**Exercise 1**
In the review of The Bell Jar below, why does the reviewer give the book a low rating while calling Plath an excellent writer? Answer in one to three sentences.
**Exercise 2**
Write the next part of the review of The Bell Jar that appears below, picking up after its final sentence.

Author: Sylvia Plath
Publisher: Harper Perennial Modern Classics
Number of Pages: 288
My Rating: 2
Summary from GoodReads.com:
Sylvia Plath's shocking, realistic, and intensely emotional novel about a woman falling into the grip of insanity.
Esther Greenwood is brilliant, beautiful, enormously talented, and successful, but slowly going under—maybe for the last time. In her acclaimed and enduring masterwork, Sylvia Plath brilliantly draws the reader into Esther's breakdown with such intensity that her insanity becomes palpably real, even rational—as accessible an experience as going to the movies. A deep penetration into the darkest and most harrowing corners of the human psyche, The Bell Jar is an extraordinary accomplishment and a haunting American classic.
I recognize Sylvia Plath was an excellent writer and the book itself was written well. However, my review is solely based upon how much I enjoyed reading the book... and I didn't enjoy reading it at all.
While this book was definitely not uplifting and the story didn’t necessarily make me stay glued to it, it was a book I felt obligated to read as I’ve heard about it every year since I can remember. It is considered one of Sylvia Plath’s classic works and coincidentally it was her last before her own suicide. I have read some of Plath's other writings and appreciated them, so I figured I finally needed to give her novel a try and stop feeling left out of something wonderful.

**Data to examine**
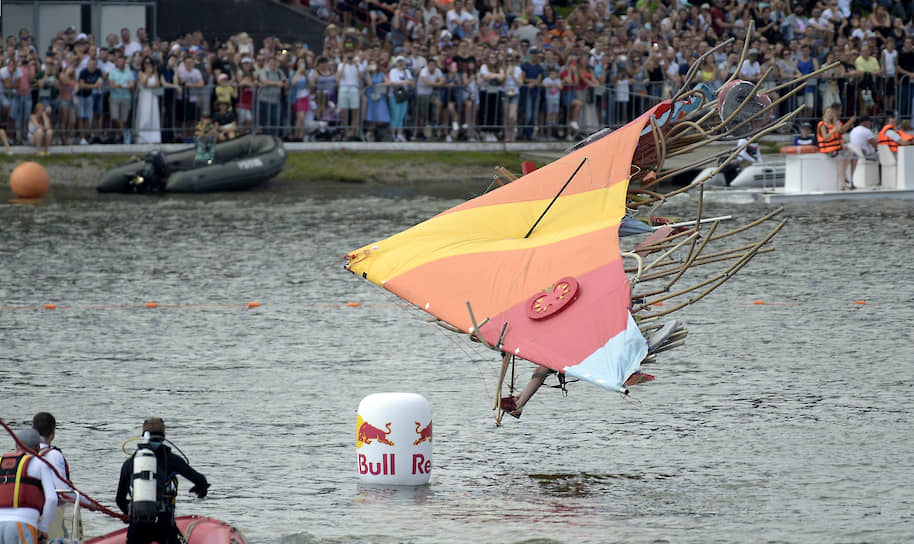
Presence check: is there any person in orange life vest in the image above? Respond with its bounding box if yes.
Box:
[0,429,57,544]
[32,412,95,541]
[816,102,856,188]
[877,113,914,153]
[115,417,209,544]
[793,121,816,146]
[898,119,914,140]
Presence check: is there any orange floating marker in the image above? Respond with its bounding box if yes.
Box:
[10,161,51,198]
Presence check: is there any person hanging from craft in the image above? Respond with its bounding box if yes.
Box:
[194,112,219,162]
[115,417,209,544]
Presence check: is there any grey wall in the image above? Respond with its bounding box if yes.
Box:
[158,0,325,50]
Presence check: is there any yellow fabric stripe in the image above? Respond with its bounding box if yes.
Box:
[13,455,32,510]
[351,181,628,284]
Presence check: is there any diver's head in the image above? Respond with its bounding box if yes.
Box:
[143,417,165,447]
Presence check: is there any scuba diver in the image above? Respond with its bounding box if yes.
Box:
[130,151,168,192]
[115,417,209,544]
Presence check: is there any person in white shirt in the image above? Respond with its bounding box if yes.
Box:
[848,115,877,189]
[336,51,362,138]
[387,55,415,142]
[445,0,479,34]
[416,57,444,139]
[121,27,143,59]
[32,412,95,542]
[0,429,57,544]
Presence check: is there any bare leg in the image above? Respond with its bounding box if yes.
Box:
[502,365,555,418]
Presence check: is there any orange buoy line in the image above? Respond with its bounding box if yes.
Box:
[0,302,260,310]
[0,300,402,310]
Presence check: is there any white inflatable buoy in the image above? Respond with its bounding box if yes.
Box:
[355,393,432,485]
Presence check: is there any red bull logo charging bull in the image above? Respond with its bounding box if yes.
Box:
[356,393,432,485]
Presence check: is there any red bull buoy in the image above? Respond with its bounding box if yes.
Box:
[355,393,432,485]
[10,161,51,198]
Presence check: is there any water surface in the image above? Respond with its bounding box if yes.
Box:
[0,184,914,544]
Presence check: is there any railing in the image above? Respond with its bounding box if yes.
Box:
[7,76,914,145]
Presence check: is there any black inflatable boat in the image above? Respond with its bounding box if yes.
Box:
[97,134,286,193]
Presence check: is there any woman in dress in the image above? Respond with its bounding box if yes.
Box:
[365,61,390,141]
[29,102,54,156]
[478,51,505,142]
[134,57,162,144]
[289,57,311,141]
[311,56,337,127]
[387,55,416,142]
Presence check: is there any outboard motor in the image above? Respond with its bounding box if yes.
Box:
[130,432,158,522]
[130,151,168,191]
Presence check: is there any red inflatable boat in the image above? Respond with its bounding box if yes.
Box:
[84,516,248,544]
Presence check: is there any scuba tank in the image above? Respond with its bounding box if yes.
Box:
[130,432,158,521]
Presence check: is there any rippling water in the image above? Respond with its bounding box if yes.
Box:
[0,185,914,543]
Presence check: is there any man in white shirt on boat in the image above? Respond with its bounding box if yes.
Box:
[0,429,57,544]
[847,115,877,188]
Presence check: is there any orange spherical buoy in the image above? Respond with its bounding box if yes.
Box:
[10,161,51,198]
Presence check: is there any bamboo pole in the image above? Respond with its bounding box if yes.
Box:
[634,219,787,317]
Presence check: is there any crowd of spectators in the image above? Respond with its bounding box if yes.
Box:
[0,0,914,148]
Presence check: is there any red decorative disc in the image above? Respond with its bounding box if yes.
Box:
[527,276,578,319]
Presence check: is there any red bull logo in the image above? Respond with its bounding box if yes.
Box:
[413,421,432,446]
[355,414,392,449]
[527,276,578,319]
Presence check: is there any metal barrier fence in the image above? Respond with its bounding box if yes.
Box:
[7,77,914,145]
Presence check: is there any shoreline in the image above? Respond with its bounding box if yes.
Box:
[0,138,784,190]
[0,142,568,190]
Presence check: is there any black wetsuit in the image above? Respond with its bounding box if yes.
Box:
[115,444,209,544]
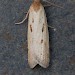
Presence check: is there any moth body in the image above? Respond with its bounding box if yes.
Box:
[28,0,49,68]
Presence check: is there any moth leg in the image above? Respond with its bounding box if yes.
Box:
[15,11,29,24]
[48,25,56,31]
[44,0,63,8]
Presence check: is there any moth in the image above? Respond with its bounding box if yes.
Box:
[15,0,62,68]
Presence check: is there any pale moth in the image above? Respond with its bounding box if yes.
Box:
[15,0,61,68]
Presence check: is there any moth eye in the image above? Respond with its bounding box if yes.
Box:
[32,18,34,23]
[41,39,43,43]
[30,25,32,32]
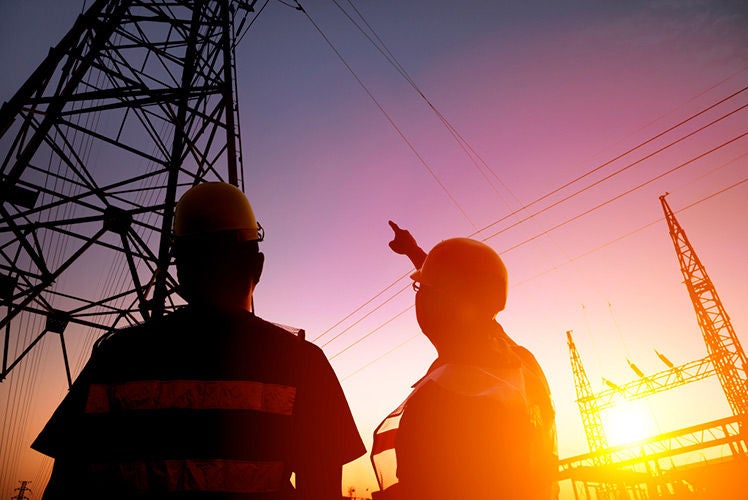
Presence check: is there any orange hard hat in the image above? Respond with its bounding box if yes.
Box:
[410,238,508,313]
[174,182,263,241]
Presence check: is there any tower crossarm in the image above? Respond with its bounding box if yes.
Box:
[592,356,716,411]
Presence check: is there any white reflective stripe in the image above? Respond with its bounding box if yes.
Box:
[86,380,296,415]
[91,459,284,493]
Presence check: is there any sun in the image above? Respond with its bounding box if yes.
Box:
[602,401,657,446]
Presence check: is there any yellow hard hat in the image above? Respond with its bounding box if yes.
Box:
[410,238,508,313]
[174,182,263,241]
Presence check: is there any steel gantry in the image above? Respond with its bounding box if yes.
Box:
[561,195,748,498]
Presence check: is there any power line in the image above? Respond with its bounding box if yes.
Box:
[323,98,748,356]
[296,0,475,227]
[338,176,748,382]
[470,93,748,241]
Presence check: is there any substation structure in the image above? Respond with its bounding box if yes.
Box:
[559,195,748,500]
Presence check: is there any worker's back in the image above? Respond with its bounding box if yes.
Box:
[34,310,355,499]
[375,340,555,500]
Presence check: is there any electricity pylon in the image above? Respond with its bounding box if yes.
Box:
[660,194,748,416]
[0,0,255,383]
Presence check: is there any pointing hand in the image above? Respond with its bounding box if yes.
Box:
[389,221,418,255]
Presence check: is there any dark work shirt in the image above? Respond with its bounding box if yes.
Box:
[32,308,365,499]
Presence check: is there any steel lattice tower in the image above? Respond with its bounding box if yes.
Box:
[660,194,748,415]
[566,331,608,453]
[0,0,254,382]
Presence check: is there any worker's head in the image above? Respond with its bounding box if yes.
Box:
[411,238,507,347]
[174,182,264,308]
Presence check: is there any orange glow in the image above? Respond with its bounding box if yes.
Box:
[601,401,657,446]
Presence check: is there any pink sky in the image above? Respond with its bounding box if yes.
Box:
[0,0,748,497]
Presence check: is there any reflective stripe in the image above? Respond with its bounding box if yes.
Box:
[91,460,284,493]
[86,380,296,415]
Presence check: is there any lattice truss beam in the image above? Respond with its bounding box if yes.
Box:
[559,416,748,479]
[0,0,254,380]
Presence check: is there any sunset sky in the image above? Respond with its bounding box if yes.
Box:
[0,0,748,498]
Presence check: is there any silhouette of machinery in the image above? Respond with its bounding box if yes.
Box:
[0,0,257,383]
[560,195,748,499]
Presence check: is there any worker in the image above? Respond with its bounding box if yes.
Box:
[371,222,558,500]
[32,182,365,500]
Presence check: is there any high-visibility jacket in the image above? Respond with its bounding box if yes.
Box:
[371,332,557,500]
[32,308,365,499]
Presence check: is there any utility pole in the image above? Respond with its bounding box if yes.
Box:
[11,481,31,500]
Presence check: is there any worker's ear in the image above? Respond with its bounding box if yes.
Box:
[250,252,265,285]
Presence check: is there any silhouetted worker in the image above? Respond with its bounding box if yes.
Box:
[372,222,557,500]
[33,183,365,500]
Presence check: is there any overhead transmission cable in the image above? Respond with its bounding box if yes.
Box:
[330,132,748,368]
[338,174,748,382]
[469,92,748,237]
[332,0,514,205]
[315,95,748,354]
[296,0,476,227]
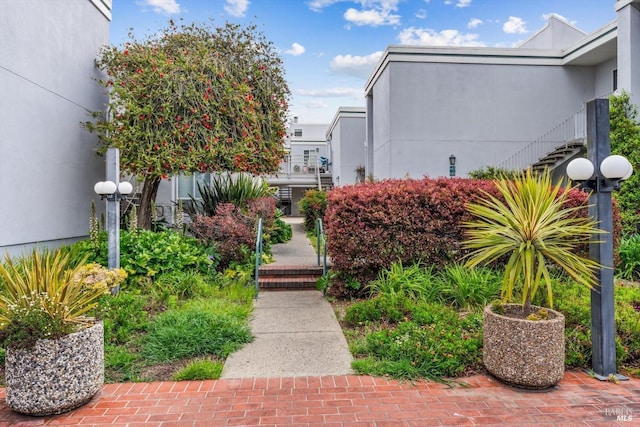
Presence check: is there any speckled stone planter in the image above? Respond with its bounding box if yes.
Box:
[482,304,564,389]
[5,322,104,415]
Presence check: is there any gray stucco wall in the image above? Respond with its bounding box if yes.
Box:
[616,0,640,105]
[0,0,109,254]
[331,115,365,185]
[371,62,595,178]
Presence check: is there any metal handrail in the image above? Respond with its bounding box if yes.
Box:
[254,218,263,299]
[497,105,587,170]
[316,218,327,295]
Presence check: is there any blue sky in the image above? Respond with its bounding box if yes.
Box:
[110,0,615,123]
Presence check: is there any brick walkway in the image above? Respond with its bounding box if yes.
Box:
[0,372,640,427]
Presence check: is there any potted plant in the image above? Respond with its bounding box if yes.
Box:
[463,171,600,388]
[0,250,126,415]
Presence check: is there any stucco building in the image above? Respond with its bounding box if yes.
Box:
[365,0,640,179]
[0,0,111,255]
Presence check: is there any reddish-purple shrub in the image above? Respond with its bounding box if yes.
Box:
[247,197,276,229]
[191,203,255,267]
[324,178,619,294]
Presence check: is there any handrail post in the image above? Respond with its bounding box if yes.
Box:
[316,218,322,266]
[254,218,262,299]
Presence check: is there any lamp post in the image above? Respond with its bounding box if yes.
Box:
[567,99,633,380]
[93,148,133,274]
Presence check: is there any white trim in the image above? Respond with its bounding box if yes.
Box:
[615,0,640,12]
[326,107,367,141]
[89,0,112,21]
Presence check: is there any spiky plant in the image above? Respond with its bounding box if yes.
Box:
[463,170,601,312]
[0,250,126,348]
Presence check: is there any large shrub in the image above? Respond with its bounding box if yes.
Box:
[298,190,327,231]
[325,178,620,295]
[191,203,255,267]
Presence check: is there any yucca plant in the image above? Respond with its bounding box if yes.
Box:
[0,250,126,348]
[463,170,600,313]
[186,173,275,216]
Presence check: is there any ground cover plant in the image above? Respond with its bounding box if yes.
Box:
[324,178,621,297]
[333,263,640,380]
[0,222,254,384]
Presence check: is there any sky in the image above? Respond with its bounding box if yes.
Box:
[110,0,615,124]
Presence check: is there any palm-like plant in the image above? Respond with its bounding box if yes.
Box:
[463,170,600,312]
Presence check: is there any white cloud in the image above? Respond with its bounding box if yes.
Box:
[329,51,383,79]
[398,27,485,46]
[542,13,577,26]
[304,101,329,109]
[309,0,344,12]
[502,16,529,34]
[284,43,306,56]
[139,0,180,15]
[344,8,400,27]
[224,0,249,18]
[467,18,482,28]
[296,87,364,99]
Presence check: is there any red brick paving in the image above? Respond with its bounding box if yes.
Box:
[0,372,640,427]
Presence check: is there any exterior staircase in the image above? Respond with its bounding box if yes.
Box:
[320,173,333,190]
[531,140,586,171]
[258,264,322,291]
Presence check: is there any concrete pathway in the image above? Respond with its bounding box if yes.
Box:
[222,218,353,378]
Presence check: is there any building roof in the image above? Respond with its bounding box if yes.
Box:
[365,15,620,95]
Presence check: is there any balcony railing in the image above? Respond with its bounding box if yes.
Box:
[280,154,330,175]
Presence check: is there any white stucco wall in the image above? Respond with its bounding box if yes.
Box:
[329,108,366,186]
[370,62,595,178]
[0,0,110,254]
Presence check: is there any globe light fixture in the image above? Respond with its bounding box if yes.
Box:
[93,148,133,282]
[93,181,133,201]
[567,154,633,191]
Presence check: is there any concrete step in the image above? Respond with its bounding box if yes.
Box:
[258,276,320,291]
[258,264,322,291]
[260,264,322,277]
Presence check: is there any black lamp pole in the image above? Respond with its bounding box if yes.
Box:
[587,99,626,380]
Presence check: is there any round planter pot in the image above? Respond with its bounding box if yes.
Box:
[5,322,104,416]
[482,304,564,389]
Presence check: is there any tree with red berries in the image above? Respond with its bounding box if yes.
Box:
[86,22,290,229]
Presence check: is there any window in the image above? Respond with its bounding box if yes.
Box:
[178,172,211,200]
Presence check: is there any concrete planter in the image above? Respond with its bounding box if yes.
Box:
[483,304,565,389]
[5,322,104,415]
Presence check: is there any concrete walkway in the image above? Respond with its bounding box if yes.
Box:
[222,218,352,378]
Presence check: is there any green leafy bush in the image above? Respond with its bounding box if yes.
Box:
[98,292,149,345]
[616,234,640,280]
[0,250,126,348]
[173,359,224,381]
[367,262,440,301]
[352,303,482,379]
[439,264,502,310]
[142,301,252,363]
[62,229,218,286]
[269,209,293,243]
[468,166,521,179]
[298,189,327,231]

**Answer space 1**
The reviewer says the rating is based solely on how much they enjoyed reading the book, not on the quality of the writing. They did not enjoy reading it at all, so the rating is low even though they consider the book well written.

**Answer space 2**
Let me throw this out there, I have never shied away from a depressing book. I thoroughly enjoyed The Lovely Bones and I’ve read The Virgin Suicides more times than I can count. But this one takes the cake. The main character of the book, Esther Greenwood, had no real hope for herself and due to Plath’s writing style (and paralleled own mental deterioration) gave you no hope for her either. After reading the book for a while I started to feel apathetic towards the character and didn’t think anything was going to get better for her. It was also hard to like her in general as she seemed very cynical, self-obsessed, and manipulative.
The rest of the characters in the book didn't help out the plot along much, either. They were either very flat and boring or stereotypical and seemed like they were trying to fit into a certain mold, not exactly people that you wanted to make a connection with or like. After feeling like this for a lot of the beginning, I started to understand why Esther was so depressed all of the time!
While a big chunk of the book was about Esther's day-to-day life in NYC, I felt like a very small portion was about her actual nervous breakdown and the diagnosis's and treatments she received. And the biggest question I had while reading was- can you be carefree and doing well and all of sudden one day wake up and nosedive into insanity like that?! For my sake, and the sake of all of other twenty-something girls out there, I truly hope not.
Maybe I am accustomed to more interesting, super depressing stories, but overall, this book was just not for me. Glad I finally checked it out, but definitely won't be reading it again.